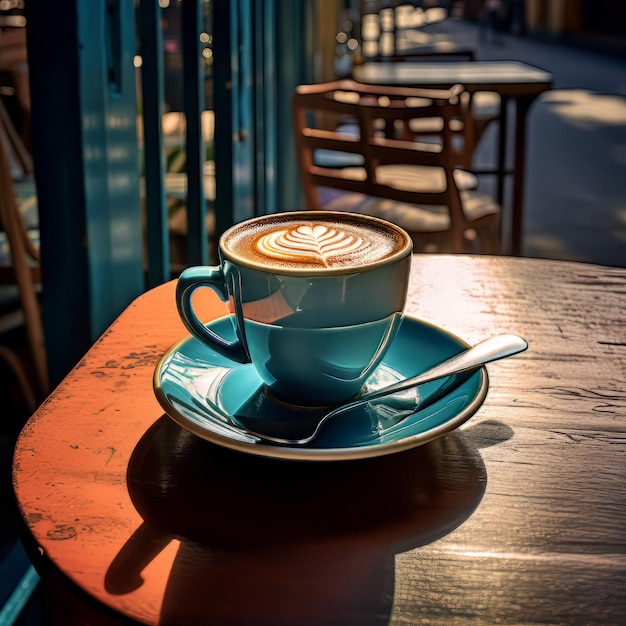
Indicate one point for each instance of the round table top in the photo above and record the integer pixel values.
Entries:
(516, 517)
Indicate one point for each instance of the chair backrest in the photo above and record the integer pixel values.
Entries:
(22, 266)
(367, 130)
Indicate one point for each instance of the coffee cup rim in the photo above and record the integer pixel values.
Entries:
(405, 250)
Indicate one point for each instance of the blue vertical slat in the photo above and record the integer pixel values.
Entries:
(225, 60)
(197, 236)
(152, 87)
(85, 155)
(107, 46)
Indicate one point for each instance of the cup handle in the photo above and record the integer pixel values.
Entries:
(212, 277)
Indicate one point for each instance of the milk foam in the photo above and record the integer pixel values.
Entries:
(316, 243)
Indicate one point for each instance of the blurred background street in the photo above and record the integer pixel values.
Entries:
(575, 202)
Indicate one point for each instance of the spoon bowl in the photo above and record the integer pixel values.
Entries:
(489, 350)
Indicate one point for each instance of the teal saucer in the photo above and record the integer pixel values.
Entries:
(211, 396)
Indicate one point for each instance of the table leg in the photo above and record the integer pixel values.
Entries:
(517, 214)
(502, 135)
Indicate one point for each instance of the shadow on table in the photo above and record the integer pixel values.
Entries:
(269, 541)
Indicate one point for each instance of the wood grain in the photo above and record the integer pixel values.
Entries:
(516, 518)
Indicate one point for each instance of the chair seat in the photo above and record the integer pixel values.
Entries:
(413, 177)
(411, 217)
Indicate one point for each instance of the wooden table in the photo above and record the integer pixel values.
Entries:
(513, 80)
(517, 517)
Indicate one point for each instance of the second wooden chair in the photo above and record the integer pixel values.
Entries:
(411, 183)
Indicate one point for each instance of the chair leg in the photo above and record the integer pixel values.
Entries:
(14, 363)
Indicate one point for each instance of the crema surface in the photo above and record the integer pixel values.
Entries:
(317, 243)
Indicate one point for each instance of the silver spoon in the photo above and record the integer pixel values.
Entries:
(493, 349)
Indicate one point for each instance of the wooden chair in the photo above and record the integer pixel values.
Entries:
(20, 271)
(411, 183)
(481, 109)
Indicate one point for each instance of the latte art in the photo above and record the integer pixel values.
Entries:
(314, 243)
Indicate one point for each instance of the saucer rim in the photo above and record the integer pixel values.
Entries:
(299, 453)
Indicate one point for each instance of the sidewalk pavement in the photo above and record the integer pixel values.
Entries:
(575, 192)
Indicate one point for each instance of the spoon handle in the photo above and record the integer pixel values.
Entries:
(491, 349)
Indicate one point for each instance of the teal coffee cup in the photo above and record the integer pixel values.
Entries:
(316, 300)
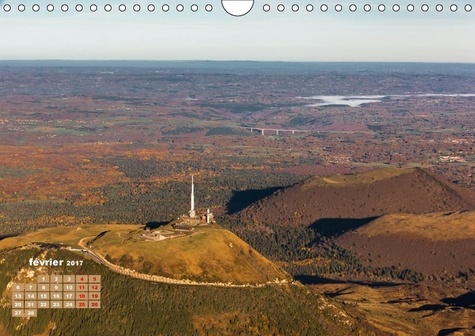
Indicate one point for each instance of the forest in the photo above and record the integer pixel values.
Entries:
(135, 307)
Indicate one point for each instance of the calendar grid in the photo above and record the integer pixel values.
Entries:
(53, 291)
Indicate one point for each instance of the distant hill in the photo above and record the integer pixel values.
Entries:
(430, 243)
(370, 194)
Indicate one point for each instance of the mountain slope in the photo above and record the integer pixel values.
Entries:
(438, 243)
(370, 194)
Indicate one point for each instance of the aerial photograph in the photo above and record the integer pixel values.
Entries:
(237, 167)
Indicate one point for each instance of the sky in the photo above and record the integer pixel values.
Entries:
(265, 36)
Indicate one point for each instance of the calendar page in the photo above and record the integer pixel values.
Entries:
(237, 167)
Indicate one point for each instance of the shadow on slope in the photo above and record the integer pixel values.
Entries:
(315, 279)
(241, 199)
(335, 227)
(466, 300)
(452, 331)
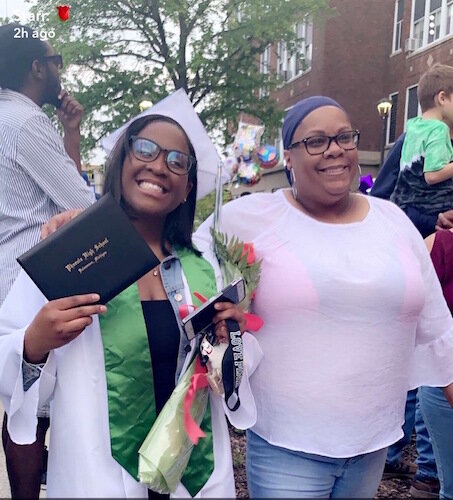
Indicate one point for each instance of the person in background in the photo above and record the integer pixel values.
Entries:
(425, 181)
(436, 410)
(352, 332)
(39, 177)
(425, 481)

→ **Problem details**
Take each line from the records and copy it unchanged, leaving images out.

→ **Result for this exercise**
Indicate one point for each instance of the round table top in the photo above and record the integer pixel values.
Entries:
(516, 517)
Indicate one point for each instance of the chair backrest in the photo above and record the integer pixel values.
Entries:
(22, 266)
(367, 130)
Indicate one point for each instance of the coffee cup rim in the photo above and record the integer pixel values.
Entries:
(405, 250)
Indicate one point for each instance of the blue vertical slat in the photo above and record the integer pixel values.
Entries:
(225, 60)
(197, 236)
(152, 87)
(85, 155)
(107, 46)
Indicate one point for each instance of the cup handle in the photo above and record the integer pixel values.
Entries:
(212, 277)
Indicate one point for each instance of the milk foam in the photo above and record the integer pixel values.
Entries:
(316, 243)
Indicate one point for each instance of the blurred background street in the photo above and record the integer pixel values.
Entries:
(575, 202)
Indicate one point for each instance of the spoon bowl in the photo above and record the integer pixel values.
Entries:
(489, 350)
Indicate one point for each instance of the teal saucer in the photo above and record the integer pixel values.
Entries:
(211, 396)
Indicate one point for each instance of the table leg in the photo above and record the integer pixel values.
Entries:
(517, 214)
(502, 135)
Indicate one point for each instance of the shadow on table in the photo above and record the integer pixel values.
Entries:
(269, 541)
Indicate one point for each instance of the wood grain in the photo above and record the integer pixel values.
Entries:
(516, 518)
Indicate one point for each instance of the chair seat in the photo above and record the integer pixel values.
Entries:
(413, 177)
(411, 217)
Indicate one point for each instance of the wooden table in the photo above and record the integer pixel values.
Entries:
(513, 80)
(517, 517)
Indicate one point for each instance of the second wooden chair in the photo above and record the integer pixel values.
Entries:
(411, 183)
Indicate one point for each instance of the chair leg in the photo above and record the integer pixel values.
Entries:
(14, 363)
Indicate one point for each instance of the crema surface in the photo above and record the integer pixel values.
Entries:
(317, 243)
Indicate one point for each instance of the silver spoon in the photo above and record the integer pixel values.
Entries:
(493, 349)
Indicate one point for each instance of the wooden chair in the photo above and record the integer pixel values.
Entries:
(20, 271)
(411, 183)
(481, 109)
Indicate one point for each instance of the latte art in the photo above and record the integer pixel values.
Entries:
(314, 243)
Indicate one point for each instance of the saucer rim in the photo above and record the integer pixel values.
Entries:
(299, 453)
Indicate one point for each instance of the sidewalk pavement in the photo above and record the integer pixel values.
Entries:
(575, 192)
Indicate one point for each instance of the spoon handle in the photo above and record the integer pixel values.
Entries:
(491, 349)
Indicate one point for each instance of the teal coffee cup in the photo above and record the integer pixel values.
Entries:
(316, 300)
Indicate one point for each instance of the forest in the photo above and record the integer pixel values.
Entries:
(135, 307)
Indicate one point for each instance of the calendar grid in the photo above and record the integer pixel values.
Entries:
(53, 291)
Indicate one point for each instance of the distant hill in the photo above and record the integer pixel values.
Entries:
(430, 243)
(370, 194)
Indicate one point for each instance of the mountain slope in the photo above and record the integer pixel values.
Entries:
(438, 243)
(370, 194)
Indicate one point for each instance of the aerial photograph in the photo above and record the integer pixel values.
Entries:
(237, 167)
Indicate one point for each instance of the sky in the photo above and record the integer pixel values.
Entries:
(265, 36)
Indicate one point for each instance of the calendar page in the photo above and record the integer pixel values.
Entries:
(237, 167)
Indicate one point for each instance of the shadow on slope in the photo above and record the integer pixel values.
Entries:
(315, 279)
(241, 199)
(335, 227)
(466, 300)
(452, 331)
Indicate one point for each instance of the person in background in the photo above and record the integer pixel values.
Entries:
(425, 181)
(436, 410)
(352, 332)
(39, 177)
(425, 481)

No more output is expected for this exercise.